## Text segment
* * * *

Quickstart: Linux / macOS

The cleanest local path: macOS or Linux, Ollama on the host, codehamr in your terminal.

On Windows? See the Windows quickstart or WSL2 sandbox.

Hardware floor

A ~30B model is the sweet spot for local code generation. You need:

Setup	Floor
Machine: Apple Silicon	modern M chip, 32 GB+ unified memory
Machine: with GPU	24 to 32 GB+ VRAM
Machine: CPU only	64 GB+ system RAM, expect 3 to 8 tok/s

Below 32 GB you can pick a smaller model, but agentic coding only starts being fun at the ~30B class. Grab a HamrPass when local isn't enough.

1. Install Ollama

macOS: download from ollama.com/download, run it. In the app, open Settings and set Context length to 64k or more (depending on your machine). The 4k default silently breaks coding agents.

Linux:

curl -fsSL https://ollama.com/install.sh | sh

On Linux without the desktop app there is no slider. The context_size you set in step 4 wins.

2. Pull a model

ollama pull qwen3.6:27b

About 17 GB. Ctrl+C and resume works.

3. Install codehamr

curl -fsSL https://codehamr.com/install.sh | bash

Codehamr runs shell commands written by an LLM. Sandbox it in a devcontainer when it touches code you care about.

4. Point codehamr at Ollama

In your project:

.codehamr/config.yaml

active: local

models:
    local:
        llm: qwen3.6:27b
        url: http://localhost:11434
        key: ""

* * * *

## Dataset records

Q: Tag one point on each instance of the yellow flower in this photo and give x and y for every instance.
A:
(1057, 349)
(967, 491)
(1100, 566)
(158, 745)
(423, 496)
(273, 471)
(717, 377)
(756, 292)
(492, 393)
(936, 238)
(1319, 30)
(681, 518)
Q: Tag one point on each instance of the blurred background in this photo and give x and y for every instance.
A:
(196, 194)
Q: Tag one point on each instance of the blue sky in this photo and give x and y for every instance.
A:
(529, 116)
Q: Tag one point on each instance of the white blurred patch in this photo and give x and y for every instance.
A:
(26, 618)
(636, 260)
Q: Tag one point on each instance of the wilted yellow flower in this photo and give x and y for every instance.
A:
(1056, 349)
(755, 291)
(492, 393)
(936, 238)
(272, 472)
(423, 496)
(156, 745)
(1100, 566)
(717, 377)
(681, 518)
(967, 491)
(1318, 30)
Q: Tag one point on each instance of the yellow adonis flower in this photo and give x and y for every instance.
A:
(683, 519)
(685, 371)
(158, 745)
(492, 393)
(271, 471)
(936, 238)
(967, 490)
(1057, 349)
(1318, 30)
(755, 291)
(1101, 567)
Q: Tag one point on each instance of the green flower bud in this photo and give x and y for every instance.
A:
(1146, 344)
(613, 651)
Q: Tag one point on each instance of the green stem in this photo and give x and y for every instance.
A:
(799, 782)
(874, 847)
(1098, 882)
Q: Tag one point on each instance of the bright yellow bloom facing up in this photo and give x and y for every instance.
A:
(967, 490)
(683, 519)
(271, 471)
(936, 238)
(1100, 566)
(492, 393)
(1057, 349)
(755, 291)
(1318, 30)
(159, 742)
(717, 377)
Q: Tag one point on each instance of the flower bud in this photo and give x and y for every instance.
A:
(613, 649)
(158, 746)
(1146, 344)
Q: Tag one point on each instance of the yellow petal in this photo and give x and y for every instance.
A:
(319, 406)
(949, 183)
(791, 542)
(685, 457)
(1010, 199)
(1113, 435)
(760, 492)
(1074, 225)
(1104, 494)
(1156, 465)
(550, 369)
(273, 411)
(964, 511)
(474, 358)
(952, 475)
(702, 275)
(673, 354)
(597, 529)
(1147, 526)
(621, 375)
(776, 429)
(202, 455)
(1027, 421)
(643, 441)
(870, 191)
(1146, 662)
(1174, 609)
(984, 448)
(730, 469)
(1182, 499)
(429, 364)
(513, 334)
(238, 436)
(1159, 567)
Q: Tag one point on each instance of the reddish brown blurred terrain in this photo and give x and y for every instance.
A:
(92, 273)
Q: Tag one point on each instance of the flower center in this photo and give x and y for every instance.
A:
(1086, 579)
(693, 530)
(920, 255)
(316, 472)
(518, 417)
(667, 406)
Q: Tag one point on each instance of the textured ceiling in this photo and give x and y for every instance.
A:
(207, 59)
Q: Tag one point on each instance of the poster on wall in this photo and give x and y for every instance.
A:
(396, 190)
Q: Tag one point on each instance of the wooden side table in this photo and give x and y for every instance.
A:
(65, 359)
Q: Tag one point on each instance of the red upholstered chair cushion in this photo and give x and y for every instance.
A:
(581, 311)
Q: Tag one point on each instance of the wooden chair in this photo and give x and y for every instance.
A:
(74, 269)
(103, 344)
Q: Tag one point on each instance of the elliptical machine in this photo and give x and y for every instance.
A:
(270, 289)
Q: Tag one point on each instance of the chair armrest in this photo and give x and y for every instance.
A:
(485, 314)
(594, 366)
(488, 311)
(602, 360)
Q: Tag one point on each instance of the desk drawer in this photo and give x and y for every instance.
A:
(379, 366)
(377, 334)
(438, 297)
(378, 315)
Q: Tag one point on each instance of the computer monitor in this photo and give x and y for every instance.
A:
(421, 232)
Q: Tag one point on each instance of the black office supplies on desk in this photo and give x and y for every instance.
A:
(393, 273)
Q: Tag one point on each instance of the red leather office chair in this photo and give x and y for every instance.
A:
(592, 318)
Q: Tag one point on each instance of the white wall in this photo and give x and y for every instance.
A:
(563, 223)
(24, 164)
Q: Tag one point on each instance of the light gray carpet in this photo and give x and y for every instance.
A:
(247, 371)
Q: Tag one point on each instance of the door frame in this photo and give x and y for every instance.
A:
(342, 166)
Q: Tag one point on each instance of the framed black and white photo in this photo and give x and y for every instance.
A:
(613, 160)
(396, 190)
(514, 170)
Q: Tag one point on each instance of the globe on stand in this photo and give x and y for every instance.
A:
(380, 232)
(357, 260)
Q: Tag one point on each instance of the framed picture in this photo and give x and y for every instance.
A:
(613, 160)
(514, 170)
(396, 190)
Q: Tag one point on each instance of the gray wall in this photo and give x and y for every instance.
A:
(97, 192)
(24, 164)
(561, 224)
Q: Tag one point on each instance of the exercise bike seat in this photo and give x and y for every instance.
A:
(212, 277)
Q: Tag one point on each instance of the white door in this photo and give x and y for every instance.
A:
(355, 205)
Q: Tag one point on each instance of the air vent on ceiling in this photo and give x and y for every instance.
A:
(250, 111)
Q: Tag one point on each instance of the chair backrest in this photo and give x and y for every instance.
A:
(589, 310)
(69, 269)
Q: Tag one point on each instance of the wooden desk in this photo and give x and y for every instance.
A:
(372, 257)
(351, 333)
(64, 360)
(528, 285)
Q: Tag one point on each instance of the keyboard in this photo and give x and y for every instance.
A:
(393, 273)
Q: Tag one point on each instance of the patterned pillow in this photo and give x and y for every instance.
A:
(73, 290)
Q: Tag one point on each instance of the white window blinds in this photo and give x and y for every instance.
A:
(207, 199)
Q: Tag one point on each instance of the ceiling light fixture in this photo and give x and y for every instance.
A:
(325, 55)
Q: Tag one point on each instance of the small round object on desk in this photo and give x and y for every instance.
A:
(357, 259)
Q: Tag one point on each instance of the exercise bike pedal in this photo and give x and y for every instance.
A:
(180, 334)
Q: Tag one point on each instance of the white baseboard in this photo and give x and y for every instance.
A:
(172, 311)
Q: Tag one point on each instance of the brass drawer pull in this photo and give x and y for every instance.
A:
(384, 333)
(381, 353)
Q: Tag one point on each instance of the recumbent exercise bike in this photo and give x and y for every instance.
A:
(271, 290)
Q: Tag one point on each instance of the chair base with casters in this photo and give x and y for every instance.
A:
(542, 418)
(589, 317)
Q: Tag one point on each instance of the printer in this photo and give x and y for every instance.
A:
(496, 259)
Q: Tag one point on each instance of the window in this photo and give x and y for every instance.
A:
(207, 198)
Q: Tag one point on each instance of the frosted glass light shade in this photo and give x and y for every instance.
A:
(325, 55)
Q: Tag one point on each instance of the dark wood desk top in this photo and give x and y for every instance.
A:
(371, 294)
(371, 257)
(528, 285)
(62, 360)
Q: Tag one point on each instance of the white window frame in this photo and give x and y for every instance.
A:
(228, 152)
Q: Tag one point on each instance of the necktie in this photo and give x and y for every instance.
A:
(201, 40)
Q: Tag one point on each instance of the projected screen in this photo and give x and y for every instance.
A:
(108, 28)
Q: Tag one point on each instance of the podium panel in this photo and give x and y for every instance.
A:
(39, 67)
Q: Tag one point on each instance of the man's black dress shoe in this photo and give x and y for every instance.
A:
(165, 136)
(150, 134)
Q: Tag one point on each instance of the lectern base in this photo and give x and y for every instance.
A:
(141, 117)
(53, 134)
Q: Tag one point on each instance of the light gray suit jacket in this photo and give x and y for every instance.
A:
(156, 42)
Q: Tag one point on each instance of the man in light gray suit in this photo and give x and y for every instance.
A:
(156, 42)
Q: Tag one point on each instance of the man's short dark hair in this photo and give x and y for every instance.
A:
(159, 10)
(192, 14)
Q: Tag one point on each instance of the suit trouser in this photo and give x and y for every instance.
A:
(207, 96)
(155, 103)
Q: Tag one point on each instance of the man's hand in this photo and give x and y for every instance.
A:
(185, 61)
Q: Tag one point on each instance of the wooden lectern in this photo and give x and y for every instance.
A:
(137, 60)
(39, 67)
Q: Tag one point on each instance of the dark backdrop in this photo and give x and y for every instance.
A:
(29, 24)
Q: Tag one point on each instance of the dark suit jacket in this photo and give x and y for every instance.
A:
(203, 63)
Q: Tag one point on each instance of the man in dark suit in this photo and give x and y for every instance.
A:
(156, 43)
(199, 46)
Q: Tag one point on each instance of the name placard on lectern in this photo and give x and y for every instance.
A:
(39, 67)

* * * *

## Tasks for this exercise
**A)** Reproduce the part of the codehamr quickstart starting with "Quickstart: Linux /" and going on through "or WSL2 sandbox.".
**B)** In the codehamr quickstart, turn the paragraph beginning "macOS: download from ollama.com/download" into a short list that keeps its main facts.
The items are separate material from the codehamr quickstart.

## Answers to each task
**A)**
Quickstart: Linux / macOS

The cleanest local path: macOS or Linux, Ollama on the host, codehamr in your terminal.

On Windows? See the Windows quickstart or WSL2 sandbox.

**B)**
- Download Ollama from ollama.com/download and run it.
- In the app's Settings, set Context length to 64k or more, depending on the machine.
- The 4k default silently breaks coding agents.